Excerpts from a location annotation dataset:
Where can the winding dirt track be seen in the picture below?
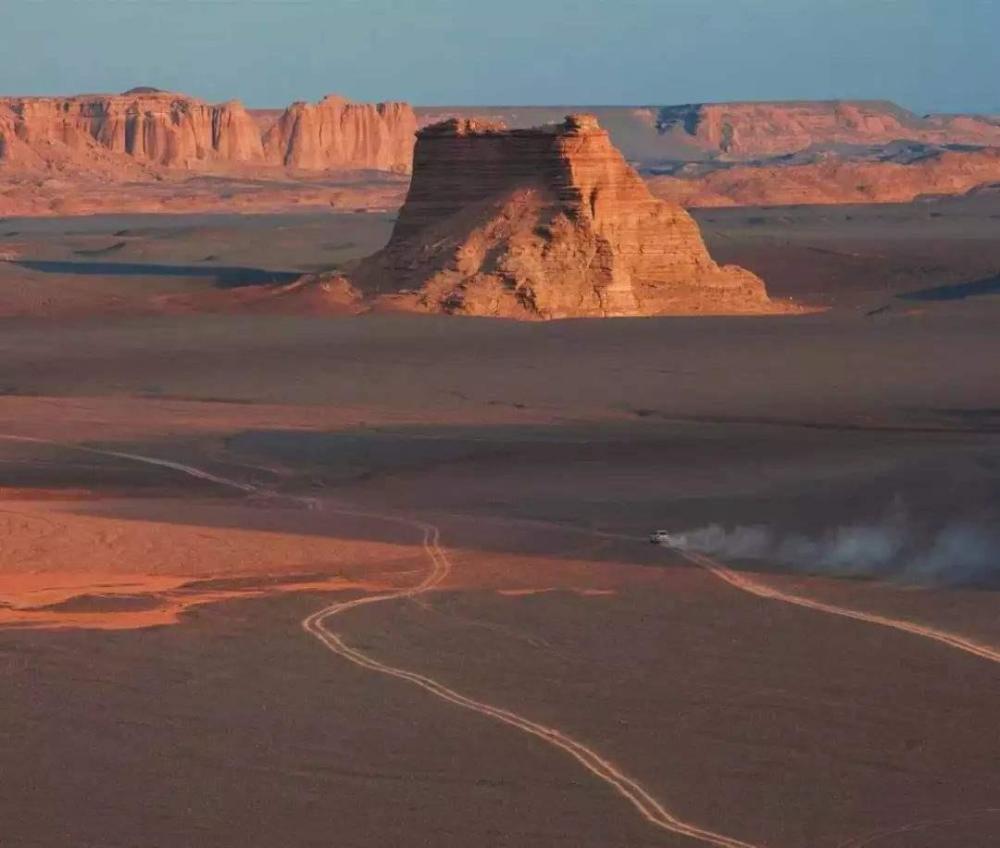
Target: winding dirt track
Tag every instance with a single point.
(646, 805)
(315, 624)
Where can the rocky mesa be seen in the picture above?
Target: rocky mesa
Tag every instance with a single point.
(758, 130)
(544, 223)
(156, 129)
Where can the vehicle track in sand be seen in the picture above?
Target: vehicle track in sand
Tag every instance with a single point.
(627, 787)
(745, 583)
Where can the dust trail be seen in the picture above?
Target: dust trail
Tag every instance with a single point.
(315, 624)
(747, 584)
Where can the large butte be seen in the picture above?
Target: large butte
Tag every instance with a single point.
(549, 222)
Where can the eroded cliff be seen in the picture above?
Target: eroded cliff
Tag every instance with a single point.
(158, 129)
(544, 223)
(757, 130)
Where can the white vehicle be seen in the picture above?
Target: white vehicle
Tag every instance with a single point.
(663, 537)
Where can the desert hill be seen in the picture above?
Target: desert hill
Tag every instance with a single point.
(548, 222)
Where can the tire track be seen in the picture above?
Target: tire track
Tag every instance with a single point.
(315, 624)
(747, 584)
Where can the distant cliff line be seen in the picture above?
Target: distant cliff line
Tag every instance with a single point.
(148, 128)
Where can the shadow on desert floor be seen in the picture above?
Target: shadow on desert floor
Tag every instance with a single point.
(224, 277)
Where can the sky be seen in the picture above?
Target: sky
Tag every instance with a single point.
(927, 55)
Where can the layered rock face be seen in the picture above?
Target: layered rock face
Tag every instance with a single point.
(160, 129)
(336, 133)
(753, 130)
(544, 223)
(150, 128)
(834, 180)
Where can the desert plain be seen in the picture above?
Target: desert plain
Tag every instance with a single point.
(276, 577)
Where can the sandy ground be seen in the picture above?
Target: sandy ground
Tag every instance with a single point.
(160, 689)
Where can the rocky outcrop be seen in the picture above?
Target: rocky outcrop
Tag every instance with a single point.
(153, 128)
(336, 134)
(544, 223)
(163, 130)
(832, 180)
(756, 130)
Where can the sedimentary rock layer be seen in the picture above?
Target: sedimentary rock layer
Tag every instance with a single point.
(754, 130)
(161, 129)
(336, 133)
(544, 223)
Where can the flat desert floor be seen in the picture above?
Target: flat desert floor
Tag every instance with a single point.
(296, 580)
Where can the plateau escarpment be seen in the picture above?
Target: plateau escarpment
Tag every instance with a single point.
(756, 130)
(155, 129)
(544, 223)
(336, 133)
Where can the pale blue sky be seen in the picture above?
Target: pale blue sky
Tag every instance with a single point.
(938, 55)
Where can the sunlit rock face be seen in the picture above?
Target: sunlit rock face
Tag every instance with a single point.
(544, 223)
(337, 134)
(162, 129)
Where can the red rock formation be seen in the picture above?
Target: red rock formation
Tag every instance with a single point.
(754, 130)
(834, 180)
(544, 223)
(151, 128)
(160, 129)
(335, 134)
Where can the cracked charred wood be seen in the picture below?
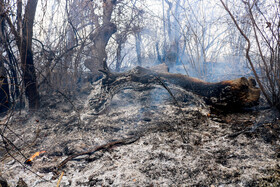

> **EXERCISE**:
Update these lines by changing "with a single point" to "with one point" wherever it appears, and keep everything else the same. Leave out the pictures.

> **RESPONSE BELOW**:
Where can the winding dirt track be seen in the picture below?
Target: winding dirt track
Tag every instance with one point.
(646, 805)
(315, 624)
Where can the rocky mesa be seen in the picture above?
Target: rocky mesa
Tag every instance with one point.
(758, 130)
(544, 223)
(156, 129)
Where can the vehicle track in sand be seen in the picture above?
Target: vehicle track in sand
Tag every instance with one point.
(627, 787)
(745, 583)
Where can the dust trail be seen in the picture above?
Target: dust trail
Tag every instance with one point.
(315, 624)
(747, 584)
Where can the large butte be seen in the picture above?
Target: large butte
Tag every instance with one point.
(549, 222)
Where can the eroded cliff be seen in the picture above?
Target: eroded cliff
Tag every instance with one point.
(158, 129)
(544, 223)
(757, 130)
Where can the white vehicle be seen in the picture above?
Target: white vehicle
Tag every instance with one point.
(663, 537)
Where can the desert hill be seen in the picture above?
Target: desert hill
Tag every instance with one point.
(548, 222)
Where can the tire track be seen in the picture above?
Target: tire track
Tag every instance with one point.
(315, 624)
(747, 584)
Where can the distant cliff line be seen in the picture above?
Target: distant cliff line
Tag every instance with one point.
(148, 128)
Where can the shadow on desert floor be seen in the picture above?
Target: shadow on desert floor
Tag every instance with one point.
(224, 277)
Where can the sky be seen in the picture above?
Target: sky
Tag every instance with one point.
(927, 55)
Where can the layered rock face be seen in the picture above?
Target: layered rock face
Tag every instance with one point.
(160, 129)
(336, 133)
(753, 130)
(544, 223)
(150, 128)
(834, 180)
Where can the desert plain be seen in the picture above?
Target: desert plain
Tag every instance with one point.
(276, 577)
Where can the sandy ground be seen in the picture above?
Target: sandy ground
Tag every instance with one point.
(160, 689)
Where can the rocky outcrop be seen in the picture above?
Target: rocky outcrop
Tag every instance with one point.
(153, 128)
(336, 134)
(544, 223)
(163, 130)
(832, 180)
(756, 130)
Where can the sedimentary rock layer be seen in the picture above?
Target: sedimentary rock layer
Tag every instance with one point.
(754, 130)
(161, 129)
(336, 133)
(544, 223)
Where can the flat desert floor be seen in the picture above?
Target: flat desert floor
Tag every instance with one point.
(296, 580)
Where can the plateau escarpment be seen in the picture above?
Target: plateau escarpment
Tag every instance with one point.
(756, 130)
(155, 129)
(544, 223)
(336, 133)
Where can the pale blue sky be seen in the picture above?
Target: pale blue sky
Tag every instance with one point.
(938, 55)
Where can the sunlit rock face be seen in the picture above?
Target: sunlit rock face
Tag every instance with one point.
(544, 223)
(337, 134)
(162, 129)
Where can the red rock formation be seen in the picture above?
Target: red rock formation
Tag every instance with one point.
(754, 130)
(834, 180)
(544, 223)
(151, 128)
(160, 129)
(335, 134)
Where can the cracked charred wood be seen in the picture below?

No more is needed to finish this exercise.